(Stored data)
= Beginning of Section =

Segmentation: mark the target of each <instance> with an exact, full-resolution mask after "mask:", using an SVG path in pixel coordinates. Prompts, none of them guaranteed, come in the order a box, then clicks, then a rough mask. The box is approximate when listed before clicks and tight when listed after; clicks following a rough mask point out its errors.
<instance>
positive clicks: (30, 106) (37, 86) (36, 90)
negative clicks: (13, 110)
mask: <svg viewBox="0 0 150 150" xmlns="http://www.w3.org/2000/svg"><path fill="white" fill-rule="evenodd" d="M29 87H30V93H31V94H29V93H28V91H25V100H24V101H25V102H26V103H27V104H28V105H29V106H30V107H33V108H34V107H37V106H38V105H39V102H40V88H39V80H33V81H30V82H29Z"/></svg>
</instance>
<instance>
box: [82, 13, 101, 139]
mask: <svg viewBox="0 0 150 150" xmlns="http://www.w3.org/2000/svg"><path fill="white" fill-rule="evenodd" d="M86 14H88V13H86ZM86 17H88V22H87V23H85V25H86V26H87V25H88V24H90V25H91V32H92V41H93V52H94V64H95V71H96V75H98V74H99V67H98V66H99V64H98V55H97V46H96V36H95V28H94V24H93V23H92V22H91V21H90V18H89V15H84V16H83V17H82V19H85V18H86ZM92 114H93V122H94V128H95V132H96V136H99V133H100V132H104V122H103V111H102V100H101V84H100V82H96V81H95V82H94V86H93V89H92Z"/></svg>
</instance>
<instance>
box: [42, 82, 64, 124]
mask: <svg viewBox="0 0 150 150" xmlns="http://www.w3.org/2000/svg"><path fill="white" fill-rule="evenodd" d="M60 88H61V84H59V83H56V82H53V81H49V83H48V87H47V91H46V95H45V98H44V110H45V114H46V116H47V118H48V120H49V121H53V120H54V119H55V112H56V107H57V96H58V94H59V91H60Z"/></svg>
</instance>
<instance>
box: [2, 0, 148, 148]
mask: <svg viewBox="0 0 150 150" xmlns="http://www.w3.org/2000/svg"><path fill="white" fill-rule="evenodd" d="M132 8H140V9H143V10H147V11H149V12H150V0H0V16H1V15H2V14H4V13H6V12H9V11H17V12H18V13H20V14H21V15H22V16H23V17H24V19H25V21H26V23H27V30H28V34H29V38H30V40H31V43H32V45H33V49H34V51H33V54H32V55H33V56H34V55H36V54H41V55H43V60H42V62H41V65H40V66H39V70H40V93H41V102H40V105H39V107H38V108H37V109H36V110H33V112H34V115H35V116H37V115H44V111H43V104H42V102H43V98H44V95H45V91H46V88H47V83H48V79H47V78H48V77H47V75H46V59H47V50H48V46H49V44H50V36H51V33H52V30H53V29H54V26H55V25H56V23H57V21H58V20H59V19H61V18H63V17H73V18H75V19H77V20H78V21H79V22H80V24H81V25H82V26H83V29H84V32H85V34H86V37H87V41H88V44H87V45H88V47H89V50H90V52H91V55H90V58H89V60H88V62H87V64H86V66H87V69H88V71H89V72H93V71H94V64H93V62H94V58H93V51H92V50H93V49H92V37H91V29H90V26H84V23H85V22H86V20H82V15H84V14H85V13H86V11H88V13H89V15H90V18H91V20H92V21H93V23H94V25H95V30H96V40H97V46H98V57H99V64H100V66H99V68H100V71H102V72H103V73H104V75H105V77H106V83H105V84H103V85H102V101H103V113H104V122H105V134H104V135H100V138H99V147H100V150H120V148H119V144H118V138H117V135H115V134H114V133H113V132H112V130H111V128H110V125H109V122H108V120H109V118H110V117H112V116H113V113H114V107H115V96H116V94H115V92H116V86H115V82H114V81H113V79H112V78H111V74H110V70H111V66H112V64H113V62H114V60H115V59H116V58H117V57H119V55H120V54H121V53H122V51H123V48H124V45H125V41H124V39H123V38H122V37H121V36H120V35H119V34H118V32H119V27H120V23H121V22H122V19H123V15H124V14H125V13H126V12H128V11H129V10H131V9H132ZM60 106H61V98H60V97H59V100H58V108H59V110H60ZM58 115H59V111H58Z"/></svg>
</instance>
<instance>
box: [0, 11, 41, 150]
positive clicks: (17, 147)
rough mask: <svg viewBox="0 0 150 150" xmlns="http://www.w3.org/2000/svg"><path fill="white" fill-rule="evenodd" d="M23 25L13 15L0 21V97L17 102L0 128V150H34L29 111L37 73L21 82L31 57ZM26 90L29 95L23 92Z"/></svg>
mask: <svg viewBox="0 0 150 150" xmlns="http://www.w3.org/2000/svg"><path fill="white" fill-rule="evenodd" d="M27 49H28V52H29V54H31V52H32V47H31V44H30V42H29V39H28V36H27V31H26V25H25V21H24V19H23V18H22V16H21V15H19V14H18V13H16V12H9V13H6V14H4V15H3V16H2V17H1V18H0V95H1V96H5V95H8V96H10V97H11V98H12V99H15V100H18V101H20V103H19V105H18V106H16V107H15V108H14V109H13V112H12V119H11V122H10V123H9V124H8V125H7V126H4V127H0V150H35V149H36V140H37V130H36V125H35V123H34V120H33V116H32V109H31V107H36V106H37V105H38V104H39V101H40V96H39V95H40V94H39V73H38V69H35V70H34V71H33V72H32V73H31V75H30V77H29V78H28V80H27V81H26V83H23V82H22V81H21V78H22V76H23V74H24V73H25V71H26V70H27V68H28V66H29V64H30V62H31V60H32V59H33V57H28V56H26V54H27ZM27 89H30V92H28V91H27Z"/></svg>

= End of Section =

EXERCISE PROMPT: Across the records above, show each line containing the word "positive".

OUTPUT:
positive clicks: (30, 106) (37, 86) (36, 90)
positive clicks: (17, 147)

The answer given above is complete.